COMPITO DA SVOLGERE:
Prosegui l'articolo sulle disposizioni del Papa dopo il Giubileo, ripartendo subito dopo l'ultima frase riportata.

BRANO DI TESTO:
:::::
Oggi reso pubblico, il testo vuole essere un incoraggiamento a proseguire la strada del perdono, come richiesto dal Papa nella omelia di ieri in San Pietro, offrendo chiare linee pastorali. Il titolo stesso lo suggerisce riprendendo l’espressione che Sant’Agostino utilizza per raccontare l’incontro tra Gesù e l’adultera. In esso, il Santo Padre prolunga alcune decisioni stabilite nella Bolla di indizione del Giubileo, Misericordiae Vultus, come l’assoluzione del peccato di procurato aborto: “Perché nessun ostacolo si interponga tra la richiesta di riconciliazione e il perdono di Dio concedo d’ora innanzi a tutti i sacerdoti, in forza del loro ministero, la facoltà di assolvere quanti hanno procurato peccato di aborto”, scrive il Pontefice.

“Quanto avevo concesso limitatamente al periodo giubilare viene ora esteso nel tempo, nonostante qualsiasi cosa in contrario”, aggiunge. E con tutte le sue forze ribadisce “che l’aborto è un grave peccato, perché pone fine a una vita innocente”; tuttavia “non esiste alcun peccato che la misericordia di Dio non possa raggiungere e distruggere quando trova un cuore pentito che chiede di riconciliarsi con il Padre”. “Ogni sacerdote, pertanto, si faccia guida, sostegno e conforto nell’accompagnare i penitenti in questo cammino di speciale riconciliazione”.

Sulla stessa scia, il Papa scrive a proposito dei lefebvriani: “Nell’Anno del Giubileo avevo concesso ai fedeli che per diversi motivi frequentano le chiese officiate dai sacerdoti della Fraternità San Pio X di ricevere validamente e lecitamente l’assoluzione sacramentale dei loro peccati. Per il bene pastorale di questi fedeli, e confidando nella buona volontà dei loro sacerdoti perché si possa recuperare, con l’aiuto di Dio, la piena comunione nella Chiesa cattolica, stabilisco per mia propria decisione di estendere questa facoltà oltre il periodo giubilare, fino a nuove disposizioni in proposito, perché a nessuno venga mai a mancare il segno sacramentale della riconciliazione attraverso il perdono della Chiesa”.
:::::
MATERIALE FORNITO:
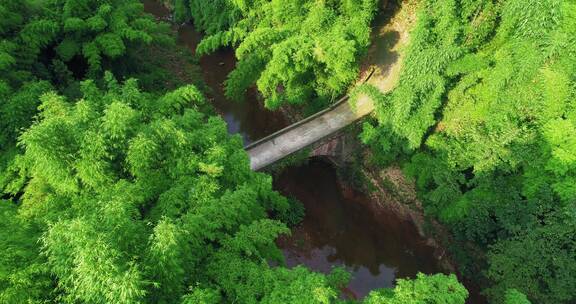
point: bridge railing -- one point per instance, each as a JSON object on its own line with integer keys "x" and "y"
{"x": 305, "y": 120}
:::::
RISULTATO DELL'ESERCIZIO:
Sul tema della riconciliazione, Papa Francesco si dice grato a tutti i Missionari della Misericordia – ovvero i sacerdoti che durante il Giubileo hanno potuto assolvere i peccati riservati alla Sede Apostolica –  “per il prezioso servizio offerto per rendere efficace la grazia del perdono”. Anche tale ministero straordinario “non si conclude con la chiusura della Porta Santa”, afferma il Papa, esprimendo il desiderio “che permanga ancora, fino a nuova disposizione, come segno concreto che la grazia del Giubileo continua a essere, nelle varie parti del mondo, viva ed efficace”. Sarà cura del Pontificio Consiglio per la Promozione della nuova evangelizzazione seguire in questo periodo post-giubilare i Missionari della Misericordia, “come espressione diretta della mia sollecitudine e vicinanza e trovare le forme più coerenti per l’esercizio di questo prezioso ministero”.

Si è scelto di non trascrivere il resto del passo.